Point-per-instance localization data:

■ ■ ■ ■

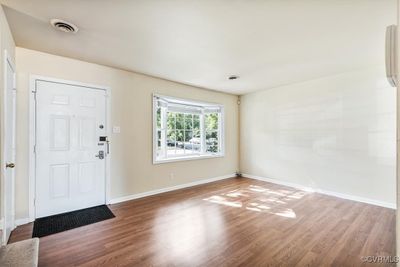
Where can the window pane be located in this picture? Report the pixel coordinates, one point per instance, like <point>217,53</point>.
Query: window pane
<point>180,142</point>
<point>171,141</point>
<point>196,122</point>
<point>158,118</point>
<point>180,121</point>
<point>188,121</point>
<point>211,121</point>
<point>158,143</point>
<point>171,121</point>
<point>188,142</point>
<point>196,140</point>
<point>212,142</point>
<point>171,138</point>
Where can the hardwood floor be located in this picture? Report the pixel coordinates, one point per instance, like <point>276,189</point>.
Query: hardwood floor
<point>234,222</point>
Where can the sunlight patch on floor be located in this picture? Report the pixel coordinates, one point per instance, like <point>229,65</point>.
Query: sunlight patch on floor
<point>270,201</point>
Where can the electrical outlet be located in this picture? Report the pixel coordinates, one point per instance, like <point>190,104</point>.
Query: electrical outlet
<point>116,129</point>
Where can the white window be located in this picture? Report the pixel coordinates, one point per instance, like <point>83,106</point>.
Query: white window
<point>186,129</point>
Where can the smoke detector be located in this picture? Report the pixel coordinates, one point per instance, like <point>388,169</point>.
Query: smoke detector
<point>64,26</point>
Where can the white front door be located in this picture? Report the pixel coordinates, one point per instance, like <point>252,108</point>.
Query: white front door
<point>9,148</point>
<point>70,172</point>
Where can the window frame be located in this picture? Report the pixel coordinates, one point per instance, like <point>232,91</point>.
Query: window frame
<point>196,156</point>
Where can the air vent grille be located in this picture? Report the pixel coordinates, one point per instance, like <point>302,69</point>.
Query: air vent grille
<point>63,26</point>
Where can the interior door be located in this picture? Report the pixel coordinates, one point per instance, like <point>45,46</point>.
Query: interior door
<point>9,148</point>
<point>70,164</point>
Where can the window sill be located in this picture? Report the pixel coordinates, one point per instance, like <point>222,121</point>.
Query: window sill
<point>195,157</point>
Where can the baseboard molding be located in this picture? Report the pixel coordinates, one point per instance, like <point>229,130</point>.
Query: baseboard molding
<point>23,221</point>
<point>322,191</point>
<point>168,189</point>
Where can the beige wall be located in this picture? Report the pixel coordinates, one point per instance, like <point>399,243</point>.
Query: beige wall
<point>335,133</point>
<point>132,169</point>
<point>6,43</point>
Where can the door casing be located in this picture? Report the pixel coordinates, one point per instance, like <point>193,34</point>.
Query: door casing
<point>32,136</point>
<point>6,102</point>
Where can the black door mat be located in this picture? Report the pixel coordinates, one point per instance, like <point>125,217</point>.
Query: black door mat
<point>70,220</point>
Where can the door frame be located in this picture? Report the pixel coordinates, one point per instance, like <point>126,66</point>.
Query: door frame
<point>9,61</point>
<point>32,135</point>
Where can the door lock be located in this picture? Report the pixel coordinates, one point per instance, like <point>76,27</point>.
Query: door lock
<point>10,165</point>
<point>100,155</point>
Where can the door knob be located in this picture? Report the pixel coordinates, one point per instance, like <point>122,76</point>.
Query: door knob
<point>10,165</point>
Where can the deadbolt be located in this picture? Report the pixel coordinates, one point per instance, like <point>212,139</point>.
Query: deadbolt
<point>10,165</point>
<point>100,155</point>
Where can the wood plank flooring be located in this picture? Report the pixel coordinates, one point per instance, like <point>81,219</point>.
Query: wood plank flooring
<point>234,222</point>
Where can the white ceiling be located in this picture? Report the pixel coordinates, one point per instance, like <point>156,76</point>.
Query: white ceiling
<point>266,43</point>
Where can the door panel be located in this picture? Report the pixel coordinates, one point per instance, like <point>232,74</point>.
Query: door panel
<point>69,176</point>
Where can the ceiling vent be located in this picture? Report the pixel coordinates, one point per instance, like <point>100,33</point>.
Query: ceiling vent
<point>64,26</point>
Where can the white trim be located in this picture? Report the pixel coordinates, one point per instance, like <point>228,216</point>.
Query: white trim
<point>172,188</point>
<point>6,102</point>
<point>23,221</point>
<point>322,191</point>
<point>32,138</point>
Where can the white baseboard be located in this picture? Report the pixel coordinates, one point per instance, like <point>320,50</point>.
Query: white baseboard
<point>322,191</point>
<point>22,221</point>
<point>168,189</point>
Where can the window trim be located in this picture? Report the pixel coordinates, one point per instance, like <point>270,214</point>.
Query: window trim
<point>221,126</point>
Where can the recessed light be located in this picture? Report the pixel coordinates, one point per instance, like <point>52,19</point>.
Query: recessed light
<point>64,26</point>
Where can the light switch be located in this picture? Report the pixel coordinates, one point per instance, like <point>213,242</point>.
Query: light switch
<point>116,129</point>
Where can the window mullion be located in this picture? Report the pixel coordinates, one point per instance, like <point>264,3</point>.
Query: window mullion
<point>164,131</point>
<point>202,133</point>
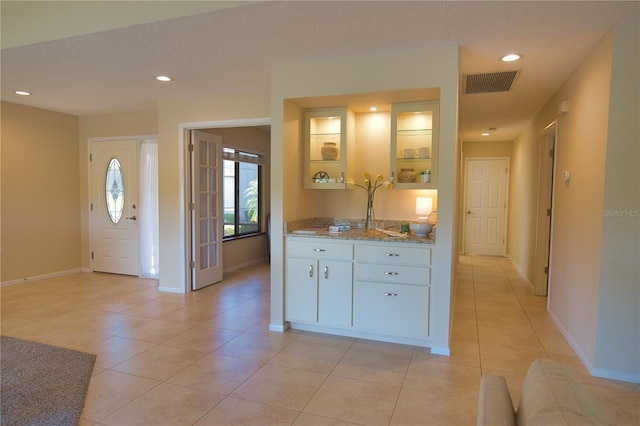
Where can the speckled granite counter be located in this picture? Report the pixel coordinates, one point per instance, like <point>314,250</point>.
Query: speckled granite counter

■ ■ ■ ■

◆ DIRECTIONS
For every line of the records with the string "speckled", add one to a tally; give the final tally alone.

◆ WRITTEN REPLY
2